→ Task brief
Copy every line from the one containing "of the foreground" through the last line of the records below, both included, and nothing else.

**********

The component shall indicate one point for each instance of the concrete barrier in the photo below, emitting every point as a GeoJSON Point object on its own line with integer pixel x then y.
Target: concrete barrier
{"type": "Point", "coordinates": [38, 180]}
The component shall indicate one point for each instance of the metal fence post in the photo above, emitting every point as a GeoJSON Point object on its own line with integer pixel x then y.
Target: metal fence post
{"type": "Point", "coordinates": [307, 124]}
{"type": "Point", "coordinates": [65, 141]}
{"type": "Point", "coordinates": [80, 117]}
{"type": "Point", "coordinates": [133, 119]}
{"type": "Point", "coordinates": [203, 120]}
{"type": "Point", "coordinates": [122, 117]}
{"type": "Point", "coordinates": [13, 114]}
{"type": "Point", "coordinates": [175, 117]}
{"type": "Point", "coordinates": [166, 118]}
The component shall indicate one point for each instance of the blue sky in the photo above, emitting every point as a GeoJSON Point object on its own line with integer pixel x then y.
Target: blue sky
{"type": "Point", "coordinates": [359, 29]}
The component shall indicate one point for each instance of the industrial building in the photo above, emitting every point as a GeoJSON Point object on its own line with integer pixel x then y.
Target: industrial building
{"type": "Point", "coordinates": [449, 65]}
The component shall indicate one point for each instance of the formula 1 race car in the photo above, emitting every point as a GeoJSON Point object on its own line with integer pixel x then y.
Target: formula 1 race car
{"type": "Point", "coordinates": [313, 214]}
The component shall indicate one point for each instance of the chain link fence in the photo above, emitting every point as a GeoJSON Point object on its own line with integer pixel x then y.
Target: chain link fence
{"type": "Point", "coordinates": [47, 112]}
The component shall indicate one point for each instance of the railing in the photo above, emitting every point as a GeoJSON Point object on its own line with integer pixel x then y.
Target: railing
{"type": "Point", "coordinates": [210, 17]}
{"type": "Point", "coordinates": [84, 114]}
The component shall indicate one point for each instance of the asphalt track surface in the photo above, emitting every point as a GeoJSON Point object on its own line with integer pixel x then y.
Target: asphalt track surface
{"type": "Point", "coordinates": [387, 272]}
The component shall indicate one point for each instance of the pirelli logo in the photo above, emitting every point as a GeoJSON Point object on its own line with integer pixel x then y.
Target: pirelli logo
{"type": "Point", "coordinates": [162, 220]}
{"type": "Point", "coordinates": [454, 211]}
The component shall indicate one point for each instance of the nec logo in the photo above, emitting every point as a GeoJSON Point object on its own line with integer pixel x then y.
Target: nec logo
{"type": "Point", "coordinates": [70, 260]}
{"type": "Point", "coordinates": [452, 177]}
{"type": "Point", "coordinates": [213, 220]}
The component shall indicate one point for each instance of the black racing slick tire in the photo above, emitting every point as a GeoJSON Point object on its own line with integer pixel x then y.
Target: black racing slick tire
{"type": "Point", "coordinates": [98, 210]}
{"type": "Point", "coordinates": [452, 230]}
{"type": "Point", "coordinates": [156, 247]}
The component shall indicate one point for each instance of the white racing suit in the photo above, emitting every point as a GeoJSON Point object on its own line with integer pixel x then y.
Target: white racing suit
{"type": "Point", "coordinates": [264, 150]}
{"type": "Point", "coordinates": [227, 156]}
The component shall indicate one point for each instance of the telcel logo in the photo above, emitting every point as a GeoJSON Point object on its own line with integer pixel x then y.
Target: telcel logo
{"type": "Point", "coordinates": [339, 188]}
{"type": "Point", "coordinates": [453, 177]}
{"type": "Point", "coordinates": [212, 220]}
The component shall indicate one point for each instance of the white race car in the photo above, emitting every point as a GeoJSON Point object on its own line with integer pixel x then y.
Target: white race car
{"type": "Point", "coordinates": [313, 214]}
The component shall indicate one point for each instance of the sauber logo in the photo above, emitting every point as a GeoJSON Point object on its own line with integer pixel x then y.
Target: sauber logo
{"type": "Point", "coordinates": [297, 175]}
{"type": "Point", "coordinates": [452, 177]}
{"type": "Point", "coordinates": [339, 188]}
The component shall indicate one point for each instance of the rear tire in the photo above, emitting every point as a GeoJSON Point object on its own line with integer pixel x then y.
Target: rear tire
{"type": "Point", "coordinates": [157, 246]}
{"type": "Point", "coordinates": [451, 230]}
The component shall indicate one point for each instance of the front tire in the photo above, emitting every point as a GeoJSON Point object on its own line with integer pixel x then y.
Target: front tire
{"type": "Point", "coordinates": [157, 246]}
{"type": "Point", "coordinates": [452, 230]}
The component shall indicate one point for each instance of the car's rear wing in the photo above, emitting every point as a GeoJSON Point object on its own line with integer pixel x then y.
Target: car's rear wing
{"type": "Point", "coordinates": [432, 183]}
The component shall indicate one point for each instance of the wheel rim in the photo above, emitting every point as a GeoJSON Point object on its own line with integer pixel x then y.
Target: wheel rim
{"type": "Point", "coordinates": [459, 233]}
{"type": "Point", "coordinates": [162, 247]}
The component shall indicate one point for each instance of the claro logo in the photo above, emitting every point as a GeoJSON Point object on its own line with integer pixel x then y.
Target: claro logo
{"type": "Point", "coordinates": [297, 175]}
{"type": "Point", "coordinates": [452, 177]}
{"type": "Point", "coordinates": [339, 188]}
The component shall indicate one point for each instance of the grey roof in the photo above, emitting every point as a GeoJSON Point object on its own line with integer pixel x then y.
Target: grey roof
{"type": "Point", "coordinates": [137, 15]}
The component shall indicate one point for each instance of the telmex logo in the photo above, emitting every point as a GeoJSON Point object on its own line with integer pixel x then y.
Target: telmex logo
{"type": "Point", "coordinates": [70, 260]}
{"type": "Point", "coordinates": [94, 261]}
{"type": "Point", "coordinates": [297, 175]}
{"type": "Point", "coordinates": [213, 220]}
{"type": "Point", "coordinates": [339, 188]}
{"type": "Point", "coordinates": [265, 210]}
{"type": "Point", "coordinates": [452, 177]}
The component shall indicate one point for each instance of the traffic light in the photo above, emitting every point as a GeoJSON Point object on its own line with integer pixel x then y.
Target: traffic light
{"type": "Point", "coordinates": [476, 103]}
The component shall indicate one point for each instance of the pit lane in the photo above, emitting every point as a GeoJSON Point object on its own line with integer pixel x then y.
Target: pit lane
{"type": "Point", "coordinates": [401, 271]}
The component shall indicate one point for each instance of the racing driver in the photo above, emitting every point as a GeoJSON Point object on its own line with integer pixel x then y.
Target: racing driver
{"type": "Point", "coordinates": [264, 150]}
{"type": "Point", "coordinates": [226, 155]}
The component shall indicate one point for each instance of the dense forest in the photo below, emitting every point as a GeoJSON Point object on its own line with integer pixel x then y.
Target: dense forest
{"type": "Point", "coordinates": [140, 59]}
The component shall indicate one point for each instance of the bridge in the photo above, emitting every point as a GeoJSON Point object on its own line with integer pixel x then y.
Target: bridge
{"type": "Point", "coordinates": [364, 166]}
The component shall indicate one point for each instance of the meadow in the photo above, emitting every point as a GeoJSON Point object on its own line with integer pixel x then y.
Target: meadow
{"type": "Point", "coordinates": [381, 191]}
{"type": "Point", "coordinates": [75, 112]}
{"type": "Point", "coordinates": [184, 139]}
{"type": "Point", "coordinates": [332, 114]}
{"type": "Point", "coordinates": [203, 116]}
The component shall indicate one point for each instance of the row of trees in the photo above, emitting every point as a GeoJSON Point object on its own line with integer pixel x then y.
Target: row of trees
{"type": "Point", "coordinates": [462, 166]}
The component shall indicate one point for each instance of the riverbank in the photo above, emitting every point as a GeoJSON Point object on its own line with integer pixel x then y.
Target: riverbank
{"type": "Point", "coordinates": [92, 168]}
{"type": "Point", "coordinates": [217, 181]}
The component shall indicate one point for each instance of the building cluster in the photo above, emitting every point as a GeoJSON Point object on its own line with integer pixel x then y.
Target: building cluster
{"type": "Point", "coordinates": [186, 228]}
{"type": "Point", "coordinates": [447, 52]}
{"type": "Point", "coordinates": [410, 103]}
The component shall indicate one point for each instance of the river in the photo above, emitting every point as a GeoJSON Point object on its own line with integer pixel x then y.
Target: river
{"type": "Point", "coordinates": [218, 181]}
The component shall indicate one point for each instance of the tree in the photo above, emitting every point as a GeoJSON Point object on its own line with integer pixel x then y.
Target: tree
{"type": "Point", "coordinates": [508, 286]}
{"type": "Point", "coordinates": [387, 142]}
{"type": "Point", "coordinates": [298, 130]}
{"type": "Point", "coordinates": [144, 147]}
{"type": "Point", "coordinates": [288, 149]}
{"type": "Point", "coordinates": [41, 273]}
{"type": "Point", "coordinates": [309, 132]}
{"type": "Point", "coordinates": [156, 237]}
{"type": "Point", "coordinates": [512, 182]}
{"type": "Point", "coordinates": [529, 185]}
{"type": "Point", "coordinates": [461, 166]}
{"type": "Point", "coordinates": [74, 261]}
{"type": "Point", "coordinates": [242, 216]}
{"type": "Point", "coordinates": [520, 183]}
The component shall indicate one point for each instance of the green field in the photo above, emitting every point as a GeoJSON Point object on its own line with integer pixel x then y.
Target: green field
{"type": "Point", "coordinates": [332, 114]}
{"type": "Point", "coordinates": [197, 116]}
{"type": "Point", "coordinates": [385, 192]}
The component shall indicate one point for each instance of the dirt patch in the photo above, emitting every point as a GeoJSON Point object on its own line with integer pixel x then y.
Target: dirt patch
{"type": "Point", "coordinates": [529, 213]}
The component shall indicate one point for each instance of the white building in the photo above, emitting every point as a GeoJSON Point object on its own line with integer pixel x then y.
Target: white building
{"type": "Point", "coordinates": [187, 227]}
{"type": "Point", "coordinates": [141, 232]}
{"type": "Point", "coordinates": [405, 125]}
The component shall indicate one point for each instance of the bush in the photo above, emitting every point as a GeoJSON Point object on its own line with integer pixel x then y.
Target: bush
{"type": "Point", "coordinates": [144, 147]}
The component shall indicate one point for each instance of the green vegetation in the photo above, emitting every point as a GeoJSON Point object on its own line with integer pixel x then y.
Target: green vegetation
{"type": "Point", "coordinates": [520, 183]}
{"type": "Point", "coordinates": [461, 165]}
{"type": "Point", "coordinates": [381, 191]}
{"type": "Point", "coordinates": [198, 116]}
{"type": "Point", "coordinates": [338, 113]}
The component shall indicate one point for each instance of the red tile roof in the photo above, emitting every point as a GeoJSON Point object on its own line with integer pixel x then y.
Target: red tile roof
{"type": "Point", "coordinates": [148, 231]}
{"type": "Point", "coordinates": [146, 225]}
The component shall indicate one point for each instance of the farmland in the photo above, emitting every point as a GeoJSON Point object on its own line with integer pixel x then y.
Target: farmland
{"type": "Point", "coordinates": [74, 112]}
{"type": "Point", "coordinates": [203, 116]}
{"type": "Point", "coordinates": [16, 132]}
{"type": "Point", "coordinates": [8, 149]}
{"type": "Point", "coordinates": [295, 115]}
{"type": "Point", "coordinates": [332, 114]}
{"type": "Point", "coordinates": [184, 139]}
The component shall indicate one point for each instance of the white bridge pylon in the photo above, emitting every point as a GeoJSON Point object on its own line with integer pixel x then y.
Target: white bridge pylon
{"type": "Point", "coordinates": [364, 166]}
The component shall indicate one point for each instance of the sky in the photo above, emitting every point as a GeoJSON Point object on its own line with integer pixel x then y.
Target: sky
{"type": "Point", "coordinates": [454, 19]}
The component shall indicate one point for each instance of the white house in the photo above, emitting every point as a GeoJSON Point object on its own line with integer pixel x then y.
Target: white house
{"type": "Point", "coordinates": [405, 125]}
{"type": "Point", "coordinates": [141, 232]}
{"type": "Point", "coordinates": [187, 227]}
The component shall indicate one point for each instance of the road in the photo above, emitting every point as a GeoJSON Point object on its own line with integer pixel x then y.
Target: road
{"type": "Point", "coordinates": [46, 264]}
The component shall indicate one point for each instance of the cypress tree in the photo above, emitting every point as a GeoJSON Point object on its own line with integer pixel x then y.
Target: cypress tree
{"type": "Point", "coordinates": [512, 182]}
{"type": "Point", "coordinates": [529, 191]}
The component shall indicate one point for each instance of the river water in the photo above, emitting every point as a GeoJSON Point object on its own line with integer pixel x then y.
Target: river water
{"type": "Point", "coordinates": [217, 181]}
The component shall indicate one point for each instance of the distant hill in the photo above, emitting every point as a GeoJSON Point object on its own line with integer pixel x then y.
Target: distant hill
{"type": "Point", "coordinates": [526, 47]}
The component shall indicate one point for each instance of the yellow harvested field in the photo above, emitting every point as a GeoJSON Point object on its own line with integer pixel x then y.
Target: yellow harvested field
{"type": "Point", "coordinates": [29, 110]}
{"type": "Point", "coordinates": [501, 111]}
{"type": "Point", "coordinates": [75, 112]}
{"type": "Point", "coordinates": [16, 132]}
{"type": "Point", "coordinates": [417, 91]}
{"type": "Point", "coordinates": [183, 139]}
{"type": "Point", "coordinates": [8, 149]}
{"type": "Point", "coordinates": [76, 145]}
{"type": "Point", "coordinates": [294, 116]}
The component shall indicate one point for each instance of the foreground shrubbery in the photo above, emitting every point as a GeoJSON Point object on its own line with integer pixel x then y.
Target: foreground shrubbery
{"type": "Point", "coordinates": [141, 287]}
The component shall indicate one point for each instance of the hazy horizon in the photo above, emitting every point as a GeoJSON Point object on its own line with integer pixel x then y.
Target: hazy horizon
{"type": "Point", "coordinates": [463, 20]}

**********

→ Final result
The component shall indicate one point for each instance of the foreground shrubbery in the photo above, emitting every point as a GeoJSON Point object on its own line with integer pixel x then y.
Target: foreground shrubbery
{"type": "Point", "coordinates": [141, 287]}
The component shall indicate one point for each instance of the hazy horizon in the photo above, emitting every point as a GeoJSON Point object on its own line with integer pixel x then y.
Target: hazy horizon
{"type": "Point", "coordinates": [463, 20]}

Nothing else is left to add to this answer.